Task to carry out: Rewrite every line from the start of the records through the line with "point(86, 322)", keeping the wording of each line unchanged. Scale each point coordinate in the answers by 1.65, round to whole numbers with halves going up, and leave the pictures out.

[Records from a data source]
____________________
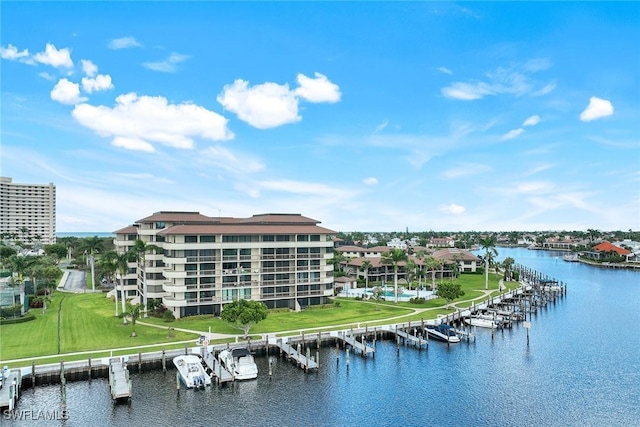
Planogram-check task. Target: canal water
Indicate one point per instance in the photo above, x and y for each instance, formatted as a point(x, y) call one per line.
point(581, 368)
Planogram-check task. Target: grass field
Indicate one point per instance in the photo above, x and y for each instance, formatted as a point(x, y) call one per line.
point(86, 322)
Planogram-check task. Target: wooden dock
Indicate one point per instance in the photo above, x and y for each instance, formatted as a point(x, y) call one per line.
point(10, 391)
point(119, 381)
point(216, 369)
point(362, 347)
point(305, 362)
point(407, 337)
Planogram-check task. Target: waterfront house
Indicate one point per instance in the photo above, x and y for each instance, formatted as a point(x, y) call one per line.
point(205, 262)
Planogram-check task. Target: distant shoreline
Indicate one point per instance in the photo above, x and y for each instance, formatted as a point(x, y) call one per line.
point(83, 234)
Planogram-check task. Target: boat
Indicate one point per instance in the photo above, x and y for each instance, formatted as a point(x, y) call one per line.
point(191, 371)
point(239, 362)
point(481, 322)
point(443, 332)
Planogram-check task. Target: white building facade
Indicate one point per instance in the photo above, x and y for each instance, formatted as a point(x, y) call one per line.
point(205, 262)
point(28, 211)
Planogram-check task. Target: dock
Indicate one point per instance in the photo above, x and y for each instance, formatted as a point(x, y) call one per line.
point(305, 362)
point(349, 339)
point(407, 337)
point(10, 391)
point(119, 381)
point(215, 368)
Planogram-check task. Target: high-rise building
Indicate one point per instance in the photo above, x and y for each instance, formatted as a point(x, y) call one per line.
point(28, 211)
point(204, 262)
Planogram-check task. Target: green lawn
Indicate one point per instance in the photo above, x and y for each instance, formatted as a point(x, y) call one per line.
point(87, 322)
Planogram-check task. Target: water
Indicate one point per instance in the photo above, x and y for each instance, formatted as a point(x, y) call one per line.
point(84, 234)
point(581, 368)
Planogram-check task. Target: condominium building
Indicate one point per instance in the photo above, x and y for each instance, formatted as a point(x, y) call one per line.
point(205, 262)
point(28, 211)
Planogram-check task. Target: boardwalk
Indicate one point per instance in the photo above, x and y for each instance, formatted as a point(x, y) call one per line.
point(301, 360)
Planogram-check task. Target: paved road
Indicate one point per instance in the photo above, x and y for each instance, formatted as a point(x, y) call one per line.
point(76, 281)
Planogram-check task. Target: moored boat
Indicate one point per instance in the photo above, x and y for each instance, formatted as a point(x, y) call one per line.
point(443, 332)
point(239, 362)
point(191, 371)
point(481, 322)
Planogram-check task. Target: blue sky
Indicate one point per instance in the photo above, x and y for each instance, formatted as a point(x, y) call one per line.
point(366, 116)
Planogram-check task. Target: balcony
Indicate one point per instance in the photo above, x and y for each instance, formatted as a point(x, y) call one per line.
point(171, 302)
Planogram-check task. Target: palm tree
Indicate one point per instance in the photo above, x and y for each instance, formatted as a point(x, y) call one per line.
point(394, 258)
point(508, 264)
point(488, 244)
point(92, 246)
point(141, 248)
point(133, 310)
point(432, 265)
point(366, 266)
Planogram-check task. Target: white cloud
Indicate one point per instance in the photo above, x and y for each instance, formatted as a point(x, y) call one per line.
point(11, 53)
point(220, 157)
point(452, 209)
point(467, 91)
point(515, 80)
point(466, 170)
point(168, 65)
point(54, 57)
point(100, 82)
point(370, 181)
point(514, 133)
point(123, 43)
point(67, 92)
point(263, 106)
point(46, 76)
point(318, 89)
point(532, 121)
point(534, 187)
point(597, 109)
point(136, 122)
point(89, 68)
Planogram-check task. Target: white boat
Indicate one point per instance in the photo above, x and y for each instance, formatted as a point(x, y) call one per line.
point(239, 362)
point(191, 371)
point(480, 322)
point(443, 332)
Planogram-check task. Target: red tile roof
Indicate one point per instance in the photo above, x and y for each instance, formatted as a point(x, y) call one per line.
point(608, 247)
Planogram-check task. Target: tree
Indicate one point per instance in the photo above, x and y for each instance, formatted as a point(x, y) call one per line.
point(508, 265)
point(432, 265)
point(133, 311)
point(243, 314)
point(57, 251)
point(92, 246)
point(488, 244)
point(366, 266)
point(141, 248)
point(449, 290)
point(394, 258)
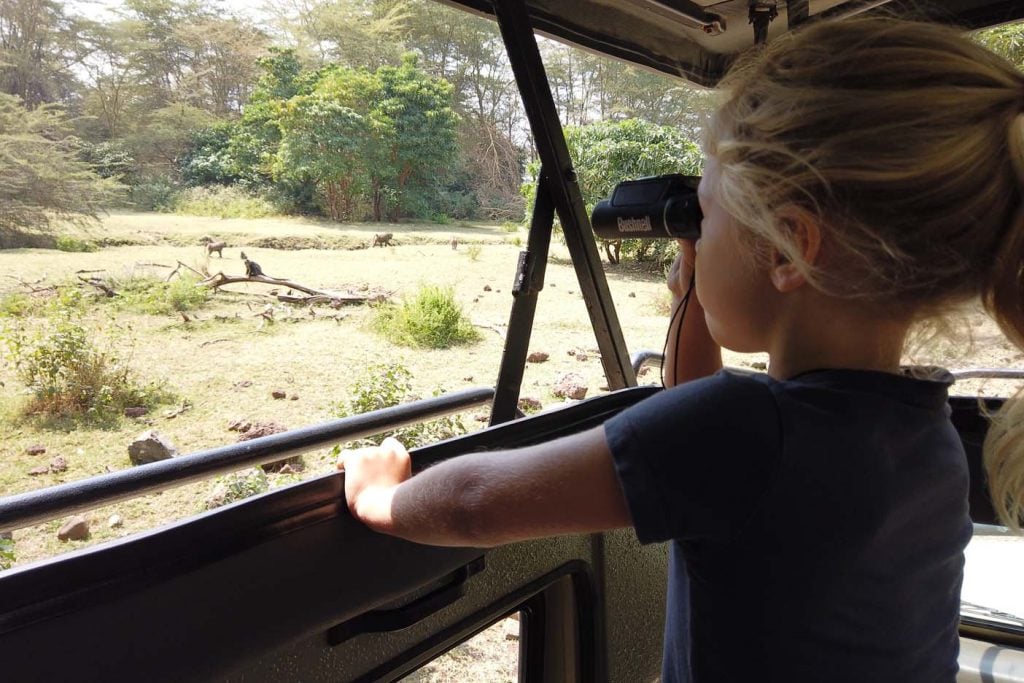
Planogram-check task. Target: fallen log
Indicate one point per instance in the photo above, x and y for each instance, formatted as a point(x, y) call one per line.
point(313, 296)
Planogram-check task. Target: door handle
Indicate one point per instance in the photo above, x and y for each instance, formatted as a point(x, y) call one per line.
point(380, 621)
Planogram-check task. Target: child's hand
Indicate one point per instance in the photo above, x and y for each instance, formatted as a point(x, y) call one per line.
point(371, 476)
point(681, 270)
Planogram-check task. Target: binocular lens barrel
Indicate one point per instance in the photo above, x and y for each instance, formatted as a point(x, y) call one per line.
point(659, 207)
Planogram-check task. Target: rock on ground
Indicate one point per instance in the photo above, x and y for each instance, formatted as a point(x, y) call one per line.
point(258, 429)
point(76, 528)
point(151, 446)
point(570, 386)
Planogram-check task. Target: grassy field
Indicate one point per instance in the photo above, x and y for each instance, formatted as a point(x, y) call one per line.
point(222, 364)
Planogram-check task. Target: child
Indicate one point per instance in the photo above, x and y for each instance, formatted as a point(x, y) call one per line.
point(862, 176)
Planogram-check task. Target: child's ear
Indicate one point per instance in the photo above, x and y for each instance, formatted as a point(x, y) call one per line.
point(805, 233)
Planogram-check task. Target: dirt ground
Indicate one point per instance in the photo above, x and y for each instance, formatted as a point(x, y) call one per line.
point(225, 361)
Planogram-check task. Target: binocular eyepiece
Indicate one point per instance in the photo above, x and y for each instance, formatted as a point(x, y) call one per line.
point(658, 207)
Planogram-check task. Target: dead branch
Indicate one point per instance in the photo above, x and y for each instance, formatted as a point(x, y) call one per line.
point(334, 300)
point(170, 415)
point(186, 266)
point(211, 342)
point(219, 280)
point(99, 285)
point(31, 286)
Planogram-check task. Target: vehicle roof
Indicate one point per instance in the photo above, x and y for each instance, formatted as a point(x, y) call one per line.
point(697, 39)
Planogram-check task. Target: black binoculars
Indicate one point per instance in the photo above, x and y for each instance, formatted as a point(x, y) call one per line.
point(658, 207)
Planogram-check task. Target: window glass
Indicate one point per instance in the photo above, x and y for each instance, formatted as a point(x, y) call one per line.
point(492, 654)
point(992, 574)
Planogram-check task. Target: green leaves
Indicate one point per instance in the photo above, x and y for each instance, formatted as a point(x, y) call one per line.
point(371, 142)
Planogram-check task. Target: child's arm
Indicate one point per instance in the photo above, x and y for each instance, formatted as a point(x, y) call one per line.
point(487, 499)
point(690, 352)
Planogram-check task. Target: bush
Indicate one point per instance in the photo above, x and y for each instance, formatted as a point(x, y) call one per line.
____________________
Result:
Planogram-check task. Target: canal water
Indicate one point per instance in the photo above, x and y for each instance, formatted as a point(x, y) call one per line.
point(959, 607)
Planogram-check task. Target: grass field
Indicate one point per instance in the photo above, x and y for each instance, formatted as a point(x, y) call one per line.
point(142, 531)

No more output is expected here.